Data listing
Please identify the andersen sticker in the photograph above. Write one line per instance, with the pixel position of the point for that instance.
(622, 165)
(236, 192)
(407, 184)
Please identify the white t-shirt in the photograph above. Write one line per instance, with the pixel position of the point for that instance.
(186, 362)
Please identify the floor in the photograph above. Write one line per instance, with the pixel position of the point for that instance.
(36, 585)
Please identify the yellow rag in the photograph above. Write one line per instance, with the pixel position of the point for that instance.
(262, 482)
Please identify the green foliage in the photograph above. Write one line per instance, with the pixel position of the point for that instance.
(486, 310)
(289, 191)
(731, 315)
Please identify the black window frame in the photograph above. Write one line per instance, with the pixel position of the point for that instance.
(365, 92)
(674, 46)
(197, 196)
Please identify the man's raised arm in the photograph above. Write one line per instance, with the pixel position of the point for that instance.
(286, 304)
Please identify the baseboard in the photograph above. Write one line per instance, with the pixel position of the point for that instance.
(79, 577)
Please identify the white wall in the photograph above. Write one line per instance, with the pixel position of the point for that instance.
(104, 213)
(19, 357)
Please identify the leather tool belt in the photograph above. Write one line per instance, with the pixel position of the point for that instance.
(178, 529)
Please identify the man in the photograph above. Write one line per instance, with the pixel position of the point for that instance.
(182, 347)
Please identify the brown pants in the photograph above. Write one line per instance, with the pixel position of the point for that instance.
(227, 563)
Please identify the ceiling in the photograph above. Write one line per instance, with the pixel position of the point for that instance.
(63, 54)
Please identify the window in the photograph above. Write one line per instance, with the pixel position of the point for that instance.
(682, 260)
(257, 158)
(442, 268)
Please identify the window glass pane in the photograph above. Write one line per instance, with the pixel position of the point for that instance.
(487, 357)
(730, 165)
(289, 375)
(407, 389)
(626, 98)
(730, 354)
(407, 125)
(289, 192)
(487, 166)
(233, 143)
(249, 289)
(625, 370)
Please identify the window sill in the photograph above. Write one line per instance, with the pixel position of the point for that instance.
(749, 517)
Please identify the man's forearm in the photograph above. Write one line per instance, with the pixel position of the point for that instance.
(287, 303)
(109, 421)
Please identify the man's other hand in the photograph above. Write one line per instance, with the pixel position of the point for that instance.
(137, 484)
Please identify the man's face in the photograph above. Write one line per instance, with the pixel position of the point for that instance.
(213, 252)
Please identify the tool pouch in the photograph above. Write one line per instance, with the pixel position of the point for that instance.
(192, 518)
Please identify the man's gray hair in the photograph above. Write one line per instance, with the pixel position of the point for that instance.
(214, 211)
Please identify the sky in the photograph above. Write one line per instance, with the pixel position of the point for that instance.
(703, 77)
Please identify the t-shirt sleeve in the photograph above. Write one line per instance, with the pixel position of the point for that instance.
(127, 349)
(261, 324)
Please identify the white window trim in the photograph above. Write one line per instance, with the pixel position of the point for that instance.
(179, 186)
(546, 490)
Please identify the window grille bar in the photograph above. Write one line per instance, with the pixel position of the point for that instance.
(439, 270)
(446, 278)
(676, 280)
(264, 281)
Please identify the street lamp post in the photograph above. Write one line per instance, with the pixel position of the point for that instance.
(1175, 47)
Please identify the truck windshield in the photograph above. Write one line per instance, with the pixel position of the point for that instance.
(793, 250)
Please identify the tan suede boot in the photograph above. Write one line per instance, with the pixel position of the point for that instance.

-- Task to complete --
Copy the lines of the data listing word for word, from the line holding "Please identify the man's gray" through the end of the records, both ends included.

-- Exercise response --
Please identify the man's gray hair in the photograph above. Write one line per instance, with the pixel position of the point for that instance.
(214, 211)
Please identify the sky in the photograph above. Write one line per instance, with the pixel position of the point for that instance.
(703, 77)
Please identify the t-shirt sleeve in the photograph above. Write one line per instance, with the pixel position of the point for that instance.
(127, 349)
(261, 324)
Please identify the white window trim in the photograph above. Write one line per instance, with the pixel position of the point for that instance.
(179, 186)
(546, 490)
Please identify the window grille bar in the photograph above. Write one line per instance, with the pixel position of the point for that instance.
(439, 270)
(446, 278)
(676, 280)
(264, 281)
Please identify the street lamp post in the photograph above. Write one line per instance, with the pixel position of the point for that instance.
(1175, 47)
Please identify the truck windshield in the photograph above. Write one line per instance, with the pixel position of the point for that instance.
(793, 250)
Please identify the tan suede boot in the photograph above. Write one line per instance, with the pixel position of the point for that instance.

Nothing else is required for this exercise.